* **Brano da leggere**:
"""
«Dean va contro cinquant’anni di cinema. Lui recita qualcos’altro da quello che pronuncia, il suo sguardo non segue la conversazione, provoca una sfasatura tra l’espressione e la cosa espressa. Ogni suo gesto è imprevedibile. Dean può, parlando, girare la schiena alla cinepresa e terminare in questo modo la scena, può spingere bruscamente la testa all’indietro o buttarsi in avanti, può ridere là dove un altro attore piangerebbe e viceversa, perché ha ucciso la recitazione psicologica il giorno stesso in cui è apparso sulla scena.»
François Truffaut
Possono tre interpretazioni indimenticabili donare l’immortalità ad un giovane attore che perde la vita a soli ventiquattro anni in un banale incidente d’auto?
Indubbiamente il caso di James Dean ne è un’indiscutibile prova, ma per comprendere come sia diventato un’icona del cinema e di una generazione, non basta attribuire a tre superbe prove recitative la sua fama senza tempo che racchiude le inquietudini adolescenziali mai sopite in chi ha vissuto gli anni più difficili di quel percorso evolutivo e li ricorda ancora con nostalgia, accantonandone lo smarrimento e i disagi.
James Dean rappresenta l’adolescente tipico con la sua espressione mutevole di un’età che custodisce gli stupori dell’infanzia nella loro disarmante spontaneità, e l’asprezza di chi si affaccia al mondo incomprensibile degli adulti e cerca di abbatterne quelle convenzioni soffocanti provando ad affermare quell’io ancora sfuggente a se stesso.
Un’età senza età, la prima età in cui l’uomo comincia a vivere e che non dura mai abbastanza, parafrasando Rousseau. Quell’età immersa in mille pensieri e la cui profondità dello sguardo si perde in un orizzonte che solo pochi riescono ancora a vedere, o che forse non hanno mai visto. L’età che da sempre irrita i conservatori per quella spasmodica ricerca di risposte sul motivo della nostra esistenza su questa terra, in cui i sentimenti vengono estremizzati, l’amore idealizzato e l’umore diventa vittima altalenante di ribellioni urlate ed altre ostinatamente silenziose.
E James Dean, con la sigaretta sempre penzolante tra le labbra, il carattere schivo e di poche parole, con i capelli arruffati e lo sguardo malinconico, interpreta tre personaggi che segnano la storia del cinema esprimendo il mondo incompreso e inafferrabile dell’adolescenza troppo breve per essere poi ricordato da adulti.
"""
[Elementi per l'etichettatura delle regioni]
"""
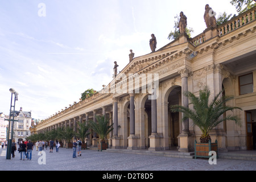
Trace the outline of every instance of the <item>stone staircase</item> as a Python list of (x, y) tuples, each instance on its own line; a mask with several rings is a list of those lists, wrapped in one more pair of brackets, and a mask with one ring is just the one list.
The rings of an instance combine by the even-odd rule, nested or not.
[[(127, 150), (108, 148), (102, 151), (106, 152), (119, 152), (123, 154), (133, 154), (148, 155), (157, 155), (167, 157), (194, 159), (195, 152), (179, 152), (177, 150), (148, 151), (148, 150)], [(219, 159), (240, 159), (256, 160), (256, 151), (238, 151), (228, 152), (219, 152)]]
[(148, 151), (148, 150), (127, 150), (108, 148), (102, 151), (107, 152), (119, 152), (123, 154), (133, 154), (148, 155), (157, 155), (167, 157), (193, 159), (194, 152), (179, 152), (177, 151)]
[(256, 151), (229, 151), (219, 152), (219, 159), (256, 160)]

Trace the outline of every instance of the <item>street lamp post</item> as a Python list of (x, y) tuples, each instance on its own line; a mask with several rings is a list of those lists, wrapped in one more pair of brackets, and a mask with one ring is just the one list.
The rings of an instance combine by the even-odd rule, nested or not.
[[(9, 126), (8, 127), (8, 134), (7, 134), (8, 145), (6, 153), (6, 159), (11, 159), (11, 142), (13, 140), (13, 125), (14, 121), (17, 121), (17, 120), (14, 120), (14, 116), (15, 110), (15, 101), (18, 101), (18, 92), (15, 92), (15, 90), (13, 88), (10, 88), (9, 91), (11, 93), (11, 107), (10, 109), (9, 119), (6, 119), (9, 121)], [(13, 95), (14, 94), (14, 105), (13, 106)], [(13, 119), (11, 119), (11, 107), (13, 107)], [(11, 132), (11, 138), (9, 138), (10, 132)]]

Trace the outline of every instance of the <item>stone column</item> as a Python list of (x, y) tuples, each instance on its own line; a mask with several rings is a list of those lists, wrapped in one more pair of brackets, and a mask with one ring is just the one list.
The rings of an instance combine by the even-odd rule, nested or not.
[[(113, 112), (109, 112), (109, 125), (111, 125), (113, 123)], [(113, 130), (110, 131), (109, 133), (109, 148), (111, 148), (112, 147), (112, 137), (113, 137)]]
[(135, 135), (134, 94), (130, 94), (130, 134)]
[(128, 136), (128, 150), (138, 149), (138, 137), (135, 135), (134, 94), (130, 94), (130, 135)]
[[(85, 122), (86, 122), (86, 125), (88, 124), (88, 121), (89, 121), (89, 113), (85, 113)], [(90, 146), (92, 144), (91, 140), (90, 139), (90, 135), (88, 135), (85, 138), (86, 143), (87, 143), (87, 146)]]
[[(178, 71), (178, 73), (180, 75), (181, 77), (181, 105), (183, 106), (188, 107), (188, 98), (184, 95), (184, 93), (188, 91), (188, 77), (191, 71), (187, 68), (185, 68)], [(182, 118), (183, 113), (181, 114)], [(180, 152), (188, 152), (189, 148), (191, 148), (190, 145), (193, 143), (193, 141), (191, 141), (191, 134), (189, 129), (189, 120), (188, 119), (182, 121), (182, 131), (181, 133), (179, 135), (180, 139), (180, 147), (179, 149)]]
[(69, 126), (69, 127), (71, 128), (71, 119), (69, 119), (68, 120), (69, 120), (68, 121), (68, 123), (69, 123), (68, 126)]
[(113, 118), (114, 118), (114, 136), (112, 137), (112, 148), (120, 148), (120, 138), (118, 137), (118, 98), (113, 98)]
[(74, 127), (73, 128), (74, 132), (76, 132), (76, 117), (74, 117)]
[(157, 111), (156, 111), (156, 100), (151, 100), (151, 135), (157, 135)]
[(106, 117), (106, 106), (102, 106), (101, 108), (102, 108), (102, 115)]
[(118, 99), (113, 98), (113, 117), (114, 117), (114, 136), (118, 135)]
[[(79, 115), (79, 124), (81, 125), (82, 123), (82, 114)], [(79, 126), (79, 129), (80, 129), (80, 126)]]
[[(96, 122), (96, 113), (97, 110), (93, 110), (93, 122)], [(92, 139), (92, 145), (93, 147), (97, 147), (97, 133), (95, 131), (93, 131), (93, 138)]]
[[(153, 97), (151, 97), (153, 98)], [(151, 134), (148, 136), (150, 138), (150, 147), (149, 151), (163, 150), (163, 147), (160, 147), (160, 139), (162, 137), (158, 134), (157, 122), (157, 108), (156, 99), (151, 100)]]

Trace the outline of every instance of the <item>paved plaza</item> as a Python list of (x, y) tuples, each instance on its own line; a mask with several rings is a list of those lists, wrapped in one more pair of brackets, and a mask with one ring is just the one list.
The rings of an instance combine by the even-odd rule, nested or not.
[[(46, 158), (32, 151), (32, 160), (20, 160), (20, 154), (6, 159), (6, 149), (0, 149), (0, 171), (256, 171), (256, 161), (217, 159), (217, 164), (207, 159), (192, 159), (82, 150), (72, 158), (73, 149), (44, 150)], [(45, 164), (44, 164), (45, 163)], [(40, 164), (41, 163), (41, 164)]]

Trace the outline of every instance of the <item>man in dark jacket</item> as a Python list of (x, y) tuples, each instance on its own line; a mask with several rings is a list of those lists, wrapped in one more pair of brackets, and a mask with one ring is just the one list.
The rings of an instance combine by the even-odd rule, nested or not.
[(31, 160), (32, 151), (33, 150), (33, 143), (31, 143), (31, 140), (29, 140), (28, 143), (27, 143), (27, 160), (28, 160), (28, 159)]

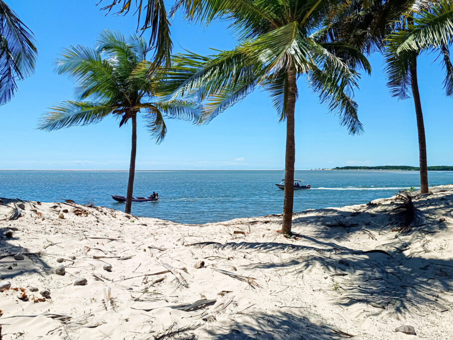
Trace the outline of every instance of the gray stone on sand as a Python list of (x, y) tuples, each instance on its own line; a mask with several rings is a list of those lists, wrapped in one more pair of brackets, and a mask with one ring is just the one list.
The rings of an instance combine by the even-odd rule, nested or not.
[(11, 288), (11, 283), (9, 281), (1, 281), (0, 282), (0, 292), (9, 289)]
[(47, 289), (43, 289), (39, 292), (39, 294), (45, 298), (49, 298), (50, 297), (50, 292)]
[(14, 259), (16, 261), (22, 261), (23, 259), (23, 255), (20, 253), (17, 253), (14, 256)]
[(65, 273), (66, 273), (65, 266), (62, 265), (61, 266), (58, 266), (55, 268), (55, 274), (57, 275), (64, 275)]
[(85, 286), (87, 282), (85, 278), (79, 278), (74, 282), (74, 286)]

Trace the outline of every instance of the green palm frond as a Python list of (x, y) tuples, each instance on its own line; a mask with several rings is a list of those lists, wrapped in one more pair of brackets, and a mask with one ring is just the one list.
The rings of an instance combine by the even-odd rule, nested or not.
[(453, 5), (450, 1), (434, 4), (429, 10), (411, 18), (413, 23), (397, 31), (387, 39), (387, 48), (398, 54), (404, 51), (419, 51), (434, 46), (449, 45), (453, 39)]
[(33, 74), (38, 52), (33, 33), (0, 0), (0, 105), (17, 89), (16, 81)]
[(453, 96), (453, 65), (450, 59), (450, 51), (448, 48), (442, 46), (441, 53), (443, 57), (443, 63), (445, 68), (445, 79), (444, 80), (444, 88), (445, 89), (445, 94), (448, 97)]
[(384, 58), (385, 73), (388, 79), (387, 85), (390, 88), (390, 94), (400, 100), (407, 99), (412, 92), (410, 68), (411, 63), (416, 59), (417, 54), (409, 51), (397, 55), (387, 50)]
[[(99, 3), (102, 1), (101, 0)], [(101, 9), (106, 10), (108, 13), (116, 6), (119, 5), (119, 9), (115, 14), (125, 15), (130, 10), (132, 5), (132, 0), (112, 0), (112, 1), (111, 4), (106, 5)], [(156, 67), (163, 63), (166, 67), (169, 67), (173, 43), (170, 36), (170, 22), (163, 0), (137, 0), (135, 1), (135, 5), (136, 7), (135, 12), (138, 13), (137, 31), (141, 31), (143, 33), (148, 29), (151, 30), (149, 45), (154, 47), (155, 51), (152, 65)], [(142, 17), (144, 18), (143, 24), (140, 26)]]
[(167, 134), (167, 126), (163, 115), (155, 107), (148, 108), (147, 112), (143, 115), (148, 133), (156, 141), (156, 144), (161, 143)]
[(51, 108), (52, 111), (41, 119), (38, 129), (51, 131), (99, 123), (118, 108), (108, 103), (66, 101)]
[[(282, 72), (277, 76), (268, 77), (260, 84), (269, 94), (272, 106), (279, 115), (279, 121), (283, 121), (286, 118), (288, 104), (288, 74)], [(296, 88), (296, 98), (299, 97)]]

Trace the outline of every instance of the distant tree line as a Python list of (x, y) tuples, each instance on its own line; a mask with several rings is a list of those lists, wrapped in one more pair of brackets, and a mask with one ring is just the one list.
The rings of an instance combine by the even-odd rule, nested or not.
[[(418, 167), (408, 166), (382, 166), (381, 167), (337, 167), (332, 170), (413, 170), (418, 171)], [(453, 171), (453, 167), (436, 166), (428, 167), (429, 171)]]

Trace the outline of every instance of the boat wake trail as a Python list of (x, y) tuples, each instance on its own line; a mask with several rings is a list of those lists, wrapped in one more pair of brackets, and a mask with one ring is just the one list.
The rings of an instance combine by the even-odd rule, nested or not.
[[(407, 189), (406, 186), (392, 186), (392, 187), (374, 187), (374, 186), (348, 186), (347, 187), (339, 187), (339, 188), (325, 188), (322, 186), (319, 188), (314, 188), (313, 186), (311, 190), (402, 190)], [(415, 189), (419, 189), (419, 187), (416, 187)]]

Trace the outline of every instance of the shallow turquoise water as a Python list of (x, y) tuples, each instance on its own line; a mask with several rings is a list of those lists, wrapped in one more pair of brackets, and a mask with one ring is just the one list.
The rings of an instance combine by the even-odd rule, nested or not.
[[(430, 171), (430, 185), (453, 183), (452, 171)], [(0, 170), (0, 196), (41, 201), (70, 198), (122, 210), (127, 171)], [(282, 211), (283, 170), (151, 170), (135, 173), (135, 196), (159, 192), (157, 202), (132, 204), (132, 213), (184, 223), (205, 223)], [(295, 192), (295, 211), (364, 203), (418, 187), (417, 171), (296, 170), (309, 190)]]

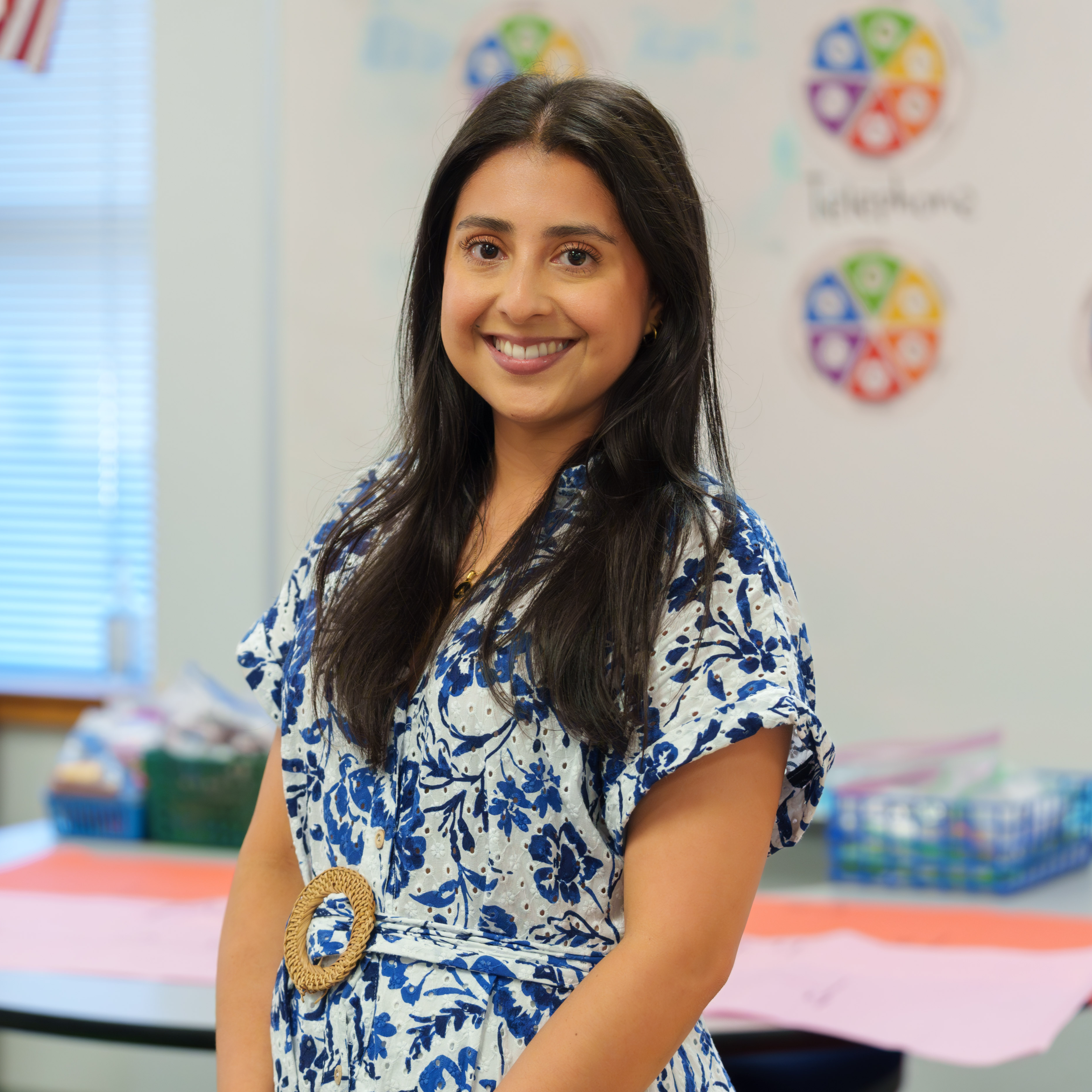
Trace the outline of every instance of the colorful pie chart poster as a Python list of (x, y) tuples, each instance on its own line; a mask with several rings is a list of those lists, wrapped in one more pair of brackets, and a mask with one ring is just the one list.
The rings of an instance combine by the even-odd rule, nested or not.
[(475, 106), (490, 87), (523, 72), (583, 75), (591, 67), (586, 35), (538, 9), (507, 9), (477, 22), (456, 64), (462, 94)]
[(830, 141), (886, 161), (936, 135), (952, 97), (951, 49), (916, 15), (865, 8), (814, 37), (808, 112)]
[(804, 342), (815, 373), (858, 402), (890, 402), (934, 371), (945, 301), (936, 278), (885, 247), (824, 263), (806, 282)]

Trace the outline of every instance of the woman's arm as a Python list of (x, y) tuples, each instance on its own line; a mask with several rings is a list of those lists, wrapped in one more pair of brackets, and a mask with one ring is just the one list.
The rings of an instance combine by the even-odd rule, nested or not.
[(626, 834), (626, 935), (498, 1092), (643, 1092), (727, 981), (762, 875), (787, 726), (654, 785)]
[(288, 826), (277, 733), (219, 937), (216, 965), (216, 1088), (271, 1092), (270, 1008), (284, 952), (284, 926), (304, 889)]

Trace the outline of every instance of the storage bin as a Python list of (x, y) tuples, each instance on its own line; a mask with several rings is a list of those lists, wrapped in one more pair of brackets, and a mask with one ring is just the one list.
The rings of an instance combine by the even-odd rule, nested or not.
[(157, 842), (239, 846), (258, 802), (264, 755), (226, 761), (149, 751), (147, 836)]
[(1036, 771), (1018, 788), (954, 797), (835, 791), (831, 878), (1005, 894), (1088, 864), (1092, 776)]
[(49, 810), (57, 833), (66, 838), (143, 838), (144, 807), (109, 796), (50, 793)]

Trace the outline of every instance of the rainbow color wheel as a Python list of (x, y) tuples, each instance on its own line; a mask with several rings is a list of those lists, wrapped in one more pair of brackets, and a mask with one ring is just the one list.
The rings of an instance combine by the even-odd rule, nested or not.
[(500, 20), (472, 45), (463, 81), (475, 104), (490, 87), (522, 72), (582, 75), (586, 63), (572, 35), (537, 12)]
[(945, 97), (943, 50), (918, 20), (868, 8), (818, 36), (807, 81), (820, 127), (852, 152), (882, 158), (918, 140)]
[(934, 282), (882, 250), (823, 269), (804, 298), (811, 364), (864, 402), (887, 402), (933, 370), (942, 319)]

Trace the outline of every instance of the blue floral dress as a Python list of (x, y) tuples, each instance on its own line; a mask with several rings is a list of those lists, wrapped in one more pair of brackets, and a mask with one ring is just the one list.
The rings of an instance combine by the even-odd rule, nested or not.
[[(565, 533), (583, 480), (583, 467), (562, 475), (551, 534)], [(708, 492), (720, 505), (711, 479)], [(699, 556), (684, 554), (667, 590), (645, 749), (605, 752), (570, 737), (548, 695), (510, 667), (502, 679), (522, 722), (497, 704), (477, 657), (490, 594), (479, 587), (399, 705), (377, 772), (330, 716), (311, 714), (312, 572), (332, 526), (244, 639), (239, 662), (281, 725), (304, 880), (333, 866), (357, 869), (375, 892), (377, 924), (359, 964), (325, 994), (298, 992), (282, 964), (272, 1008), (276, 1087), (494, 1090), (621, 939), (626, 823), (661, 778), (790, 724), (771, 850), (799, 839), (833, 758), (815, 715), (807, 632), (776, 544), (740, 503), (700, 641), (701, 609), (688, 598)], [(347, 902), (327, 899), (311, 923), (311, 958), (335, 957), (351, 924)], [(651, 1088), (732, 1088), (701, 1023)]]

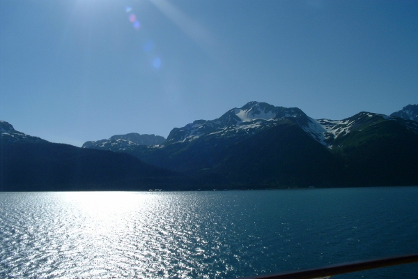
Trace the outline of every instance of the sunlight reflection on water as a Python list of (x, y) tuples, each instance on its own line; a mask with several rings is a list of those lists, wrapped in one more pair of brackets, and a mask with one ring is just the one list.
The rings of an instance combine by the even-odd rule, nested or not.
[(418, 188), (388, 189), (0, 193), (0, 278), (235, 278), (416, 252)]

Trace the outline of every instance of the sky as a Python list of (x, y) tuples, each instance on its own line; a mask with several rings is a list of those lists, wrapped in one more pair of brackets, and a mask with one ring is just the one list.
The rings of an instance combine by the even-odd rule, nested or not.
[(0, 0), (0, 120), (78, 146), (249, 101), (314, 119), (418, 103), (415, 0)]

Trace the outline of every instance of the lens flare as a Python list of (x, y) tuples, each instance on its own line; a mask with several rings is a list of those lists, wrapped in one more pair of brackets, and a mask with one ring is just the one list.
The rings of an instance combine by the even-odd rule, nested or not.
[(149, 52), (154, 48), (154, 42), (151, 40), (148, 40), (142, 45), (142, 50), (146, 52)]
[(137, 21), (137, 16), (133, 13), (131, 13), (130, 15), (129, 15), (129, 21), (132, 23), (135, 22)]
[(139, 24), (139, 22), (138, 20), (135, 21), (135, 22), (134, 22), (133, 24), (134, 27), (135, 28), (135, 29), (138, 30), (139, 29), (139, 27), (141, 27), (141, 24)]
[(159, 69), (161, 67), (162, 63), (161, 58), (160, 57), (155, 57), (153, 59), (153, 66), (156, 69)]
"""
* **Esercizi**:
1/ Nel testo su James Dean, che cosa ha ucciso Dean il giorno stesso in cui è apparso sulla scena, secondo la citazione di Truffaut?
2/ Per favore, prosegui il testo su James Dean a partire dalla sua ultima frase.
Per svolgere gli esercizi i dati non servono.

* **Risposte attese**:
1/ La recitazione psicologica.

2/
Nato a Marion, nello stato dell’Indiana, da una famiglia di quaccheri, l’otto febbraio del 1931, James Byron Dean si trasferisce con la famiglia a Santa Monica, in California, e perde la madre a soli nove anni. Viene mandato dal padre a vivere con una coppia di zii in una fattoria vicino a Fairmount, nello stato dell’Indiana, ed educato secondo i dettami del rigido moralismo del movimento cristiano dei quaccheri. Una sconvolgente rivelazione del giornalista americano Kevin Sessums, ha recentemente reso noto un presunto episodio terribile dell’infanzia del noto attore che riguarda le molestie sessuali da lui subìte a undici anni da parte di un pastore, confessati da James ad Elizabeth Taylor, con cui aveva lavorato nella realizzazione del film “Il gigante“.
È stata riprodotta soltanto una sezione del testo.